# Document:
Young at heart: Belvoir’s Seventeen

We’ve seen it before – actors playing children and/or characters much younger than themselves – in plays like David Holman’s The Small Poppies, and more recently in Matthew Whittet’s School Dance and Girl, Asleep. In fact, a lot of Whittet’s work draws on this conceit, something he readily acknowledges in his writer’s note in this show’s program. But in Seventeen, it feels like it has gone one step too far, that the joke has been over-extended and stretched out to fill ninety-minutes’ worth of theatre.

Playing in Belvoir’s Upstairs theatre, the corner stage is covered in soft-fall rubber, and littered with metal playground equipment – swings, a slide, a climbing frame, a roundabout – and for perhaps the first time in the five years I’ve been seeing shows at Belvoir, the set (designed by Robert Cousins) actually feels too small for space. But I don’t think a bigger space would necessarily make the production better. Whittet’s conceit is simple: a bunch of Australia’s theatrical elders playing a group of seventeen year olds on their last day of school, their whole lives stretching out in front of them. It should be funny, watching these actors play “a group of teenagers (!) drinking, singing, dancing, gabbling, worrying and maybe even pashing (!!) their way through their last night of childhood and their first night of adulthood.” But instead, a lot of the beginning and middle of the play feels forced, like it’s trying too hard to be funny, deliberately asking the actors to do things which will get a laugh from the audience, before it finds the emotional heart of the play towards the end and ends on a kind of grace-note, one I don’t think the production truly earns.

# Written request 1:
According to the review, who designed the set for Seventeen?
# Written request 2:
List every piece of metal playground equipment that the review says is on the stage.

# Entries provided:
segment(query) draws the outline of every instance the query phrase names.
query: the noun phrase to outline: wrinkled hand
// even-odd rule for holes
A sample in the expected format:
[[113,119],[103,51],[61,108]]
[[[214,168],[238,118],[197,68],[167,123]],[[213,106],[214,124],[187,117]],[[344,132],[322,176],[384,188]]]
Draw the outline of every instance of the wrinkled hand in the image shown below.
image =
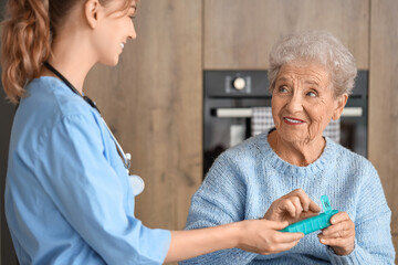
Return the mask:
[[355,224],[348,213],[339,212],[331,218],[332,225],[318,234],[320,242],[329,245],[337,255],[348,255],[355,247]]
[[264,219],[287,221],[290,224],[318,214],[321,208],[302,190],[296,189],[275,200],[266,211]]
[[245,220],[241,222],[243,233],[239,248],[262,255],[289,251],[304,236],[303,233],[282,233],[287,222],[269,220]]

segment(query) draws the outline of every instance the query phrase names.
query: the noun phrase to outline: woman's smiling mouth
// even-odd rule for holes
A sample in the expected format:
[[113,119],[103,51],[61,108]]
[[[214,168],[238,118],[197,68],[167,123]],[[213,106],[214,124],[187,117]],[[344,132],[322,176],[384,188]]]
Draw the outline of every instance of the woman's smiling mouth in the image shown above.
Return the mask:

# Worked solution 1:
Robert Cousins

# Worked solution 2:
Swings, a slide, a climbing frame, a roundabout